- YOUR OBJECTIVE: Can you output the records below exactly as they are written?

Extracted records:
>> Begin

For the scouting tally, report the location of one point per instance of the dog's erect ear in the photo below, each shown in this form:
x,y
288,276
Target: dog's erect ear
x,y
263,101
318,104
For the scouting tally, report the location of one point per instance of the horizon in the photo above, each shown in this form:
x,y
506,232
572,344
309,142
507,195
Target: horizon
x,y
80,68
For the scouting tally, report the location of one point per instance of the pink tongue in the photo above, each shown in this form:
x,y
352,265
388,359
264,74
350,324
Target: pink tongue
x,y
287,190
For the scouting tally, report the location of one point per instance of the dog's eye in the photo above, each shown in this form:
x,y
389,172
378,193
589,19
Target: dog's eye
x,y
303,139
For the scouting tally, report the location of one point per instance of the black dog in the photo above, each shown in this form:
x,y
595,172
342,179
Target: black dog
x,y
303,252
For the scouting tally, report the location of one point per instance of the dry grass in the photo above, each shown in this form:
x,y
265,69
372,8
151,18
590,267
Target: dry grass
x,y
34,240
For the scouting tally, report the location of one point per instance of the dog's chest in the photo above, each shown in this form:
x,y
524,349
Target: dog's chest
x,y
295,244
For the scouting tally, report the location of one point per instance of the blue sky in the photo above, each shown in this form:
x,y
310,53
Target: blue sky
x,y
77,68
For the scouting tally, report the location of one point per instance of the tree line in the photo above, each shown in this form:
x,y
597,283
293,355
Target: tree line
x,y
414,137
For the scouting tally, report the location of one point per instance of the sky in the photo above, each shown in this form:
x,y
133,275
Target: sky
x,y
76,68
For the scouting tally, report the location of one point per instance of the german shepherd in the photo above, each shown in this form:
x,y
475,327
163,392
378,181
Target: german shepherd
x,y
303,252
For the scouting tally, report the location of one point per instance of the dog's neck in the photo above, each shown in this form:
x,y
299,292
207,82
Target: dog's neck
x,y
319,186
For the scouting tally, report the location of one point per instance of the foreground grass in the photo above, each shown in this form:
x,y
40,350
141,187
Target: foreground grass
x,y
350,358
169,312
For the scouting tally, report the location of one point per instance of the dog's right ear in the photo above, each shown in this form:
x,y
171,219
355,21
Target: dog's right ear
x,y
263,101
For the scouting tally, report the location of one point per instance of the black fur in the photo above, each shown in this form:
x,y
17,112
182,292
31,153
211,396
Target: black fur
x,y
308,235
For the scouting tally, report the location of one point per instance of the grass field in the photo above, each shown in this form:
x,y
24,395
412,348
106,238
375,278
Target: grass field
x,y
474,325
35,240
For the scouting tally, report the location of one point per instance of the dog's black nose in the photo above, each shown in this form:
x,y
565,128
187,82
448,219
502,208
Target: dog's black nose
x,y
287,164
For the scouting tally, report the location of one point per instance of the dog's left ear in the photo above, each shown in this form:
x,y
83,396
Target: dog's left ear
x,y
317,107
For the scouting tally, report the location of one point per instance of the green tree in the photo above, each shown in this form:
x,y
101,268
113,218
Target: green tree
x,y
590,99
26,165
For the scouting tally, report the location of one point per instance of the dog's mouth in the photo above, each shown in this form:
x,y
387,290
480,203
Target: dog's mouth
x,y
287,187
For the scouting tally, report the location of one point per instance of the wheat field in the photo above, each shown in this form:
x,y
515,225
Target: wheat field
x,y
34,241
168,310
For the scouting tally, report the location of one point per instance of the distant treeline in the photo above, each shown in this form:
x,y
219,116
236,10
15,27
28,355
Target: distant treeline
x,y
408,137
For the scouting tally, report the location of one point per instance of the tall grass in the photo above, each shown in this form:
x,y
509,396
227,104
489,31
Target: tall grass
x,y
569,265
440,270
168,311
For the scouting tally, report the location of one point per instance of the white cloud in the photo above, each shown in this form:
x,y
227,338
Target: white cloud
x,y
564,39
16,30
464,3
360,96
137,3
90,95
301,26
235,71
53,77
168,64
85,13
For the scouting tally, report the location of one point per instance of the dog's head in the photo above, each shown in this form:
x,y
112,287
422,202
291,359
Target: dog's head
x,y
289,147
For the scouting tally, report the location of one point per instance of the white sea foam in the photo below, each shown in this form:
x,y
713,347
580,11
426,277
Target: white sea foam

>> End

- WRITTEN SOLUTION:
For the scouting tally, report the location of one point per instance of the dog's erect ear in the photo below, each shown in this form:
x,y
288,276
Target: dog's erect ear
x,y
263,101
318,104
For the scouting tally, report the location of one point per instance of the horizon in the photo above, each shown in this form:
x,y
506,232
572,344
309,142
507,195
Target: horizon
x,y
80,68
For the scouting tally, report the location of one point per instance of the pink tongue in the photo above, each shown in this form:
x,y
352,265
388,359
264,74
350,324
Target: pink tongue
x,y
287,190
For the scouting tally, report the location of one point per instance of the dog's eye in the photo above, each shown in this form:
x,y
389,172
378,193
589,19
Target: dog's eye
x,y
303,139
For the scouting tally, report the location of one point per instance of the black dog in the photo above, each shown in this form:
x,y
595,172
342,179
Target: black dog
x,y
303,252
For the scouting tally, report the location of one point per instance of the dry grass in the photo above, each shown in this form:
x,y
265,69
372,8
151,18
590,267
Target: dry grass
x,y
34,240
For the scouting tally, report the location of one point per instance of the dog's chest in the photo above, each shown in this form:
x,y
524,349
Target: dog's chest
x,y
295,244
For the scouting tally, report the location of one point per instance of the blue sky in the photo above, each shown in this form:
x,y
310,53
Target: blue sky
x,y
77,68
For the scouting tally, report the location of one point per instance of the tree line in the photo above, each shown in this form:
x,y
597,283
293,355
Target: tree line
x,y
414,137
For the scouting tally, report the location of one point per instance of the sky in the photo above, each shown in this form:
x,y
133,275
Target: sky
x,y
76,68
For the scouting tally, report the location of one point per instance of the german shepherd in the photo above, each shown in this form:
x,y
475,327
163,392
378,181
Target: german shepherd
x,y
303,252
For the scouting tally, report the location of one point per instance of the dog's neck in the photo above, each shown in this form:
x,y
299,292
207,82
Target: dog's neck
x,y
319,186
For the scouting tally, report the location of one point per instance of the foreground grass in the photo above, each shown in this form:
x,y
40,350
141,187
Target: foreground grass
x,y
350,358
169,312
For the scouting tally, report the location of one point per instance of the dog's right ear in the photo above, each shown in this form:
x,y
171,219
355,21
Target: dog's right ear
x,y
263,101
For the scouting tally, report the location of one point per instance of the black fur in the photo above, each shown in this form:
x,y
17,112
182,292
31,153
211,396
Target: black fur
x,y
308,235
For the scouting tally, report the location of one point per instance of the grass field in the photo above, each shown in this form:
x,y
24,395
412,348
106,238
375,278
Target: grass field
x,y
474,325
35,240
For the scouting tally, report the location of one point per instance of the dog's black nose in the photo above, each shown in this form:
x,y
565,128
187,82
448,219
502,208
Target: dog's black nose
x,y
287,164
For the scouting tally, report the location of one point per instance of the dog's left ear in the photo above, each shown in this form:
x,y
83,396
Target: dog's left ear
x,y
317,107
For the scouting tally, report the location of one point per instance of the green tree in the photo above, each shown in this form:
x,y
101,268
113,218
Target: green tree
x,y
590,99
26,165
For the scouting tally, report the location of one point per instance of the dog's mouth in the photo above, each shown in this form:
x,y
387,290
480,203
Target: dog's mouth
x,y
287,187
For the scouting tally, report the location of one point per instance of the wheat field in the photo above, each shown in this form:
x,y
515,225
Target: wheat field
x,y
34,241
168,310
For the scouting tally, report the location of one point per instance of the distant treeline in the photo above, each shown in this form:
x,y
219,116
236,10
15,27
28,355
Target: distant treeline
x,y
408,137
For the scouting tally, report the location of one point per instance of the tall grass in the photo above, each shown in this form:
x,y
509,396
227,104
489,31
Target: tall grass
x,y
569,265
440,270
168,311
For the scouting tally, report the location of one point per instance of the white cloud in the photo above, each shown in this form:
x,y
227,338
Target: white cloud
x,y
564,39
16,30
464,3
360,96
137,3
90,95
301,26
235,71
53,77
168,64
85,13
For the scouting tally, report the location of one point per instance of the dog's head in the photo above, each shown in this form:
x,y
112,287
422,202
291,359
Target: dog's head
x,y
289,147
For the scouting tally, report the location of one point per instance of the white sea foam in the photo below, each shown in this form:
x,y
713,347
580,11
426,277
Target: white sea foam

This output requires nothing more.